**MATERIAL SHOWN**
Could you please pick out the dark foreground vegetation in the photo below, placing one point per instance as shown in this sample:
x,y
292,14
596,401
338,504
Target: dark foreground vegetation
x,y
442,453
---
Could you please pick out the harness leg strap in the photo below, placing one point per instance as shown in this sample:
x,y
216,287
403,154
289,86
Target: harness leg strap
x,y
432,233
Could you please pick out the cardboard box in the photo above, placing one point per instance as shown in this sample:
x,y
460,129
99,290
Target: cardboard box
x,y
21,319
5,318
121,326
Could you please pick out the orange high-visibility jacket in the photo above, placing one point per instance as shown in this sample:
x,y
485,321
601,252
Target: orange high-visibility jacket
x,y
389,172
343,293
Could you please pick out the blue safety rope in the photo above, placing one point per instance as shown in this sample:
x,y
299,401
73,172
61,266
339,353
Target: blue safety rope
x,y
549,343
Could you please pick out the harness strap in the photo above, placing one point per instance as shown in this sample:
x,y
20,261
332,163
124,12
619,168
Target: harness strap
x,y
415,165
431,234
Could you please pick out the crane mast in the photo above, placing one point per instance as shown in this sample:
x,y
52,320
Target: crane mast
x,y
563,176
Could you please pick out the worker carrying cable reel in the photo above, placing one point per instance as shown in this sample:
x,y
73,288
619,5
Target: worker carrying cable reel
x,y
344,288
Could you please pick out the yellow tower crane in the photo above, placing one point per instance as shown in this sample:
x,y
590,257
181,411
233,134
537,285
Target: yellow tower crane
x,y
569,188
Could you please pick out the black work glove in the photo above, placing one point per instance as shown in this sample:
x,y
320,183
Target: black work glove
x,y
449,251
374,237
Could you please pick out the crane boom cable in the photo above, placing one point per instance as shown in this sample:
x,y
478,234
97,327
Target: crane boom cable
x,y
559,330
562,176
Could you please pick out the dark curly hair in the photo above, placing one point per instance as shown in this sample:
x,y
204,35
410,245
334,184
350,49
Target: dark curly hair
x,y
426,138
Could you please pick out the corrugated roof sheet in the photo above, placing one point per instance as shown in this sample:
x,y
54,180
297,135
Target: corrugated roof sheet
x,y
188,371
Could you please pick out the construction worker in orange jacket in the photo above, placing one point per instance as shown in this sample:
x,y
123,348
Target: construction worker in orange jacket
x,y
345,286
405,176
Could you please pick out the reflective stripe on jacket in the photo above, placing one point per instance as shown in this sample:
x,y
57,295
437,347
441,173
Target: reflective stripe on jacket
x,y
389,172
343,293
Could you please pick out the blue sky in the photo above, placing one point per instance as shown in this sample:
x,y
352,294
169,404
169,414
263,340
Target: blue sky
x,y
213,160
...
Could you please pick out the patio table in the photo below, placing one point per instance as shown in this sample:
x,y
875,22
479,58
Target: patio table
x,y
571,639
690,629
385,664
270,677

**EXERCISE OBJECTIVE**
Count the lines in the rows above that contain the string "high", matching case exactly. Reply with the number alone.

**SOLUTION**
2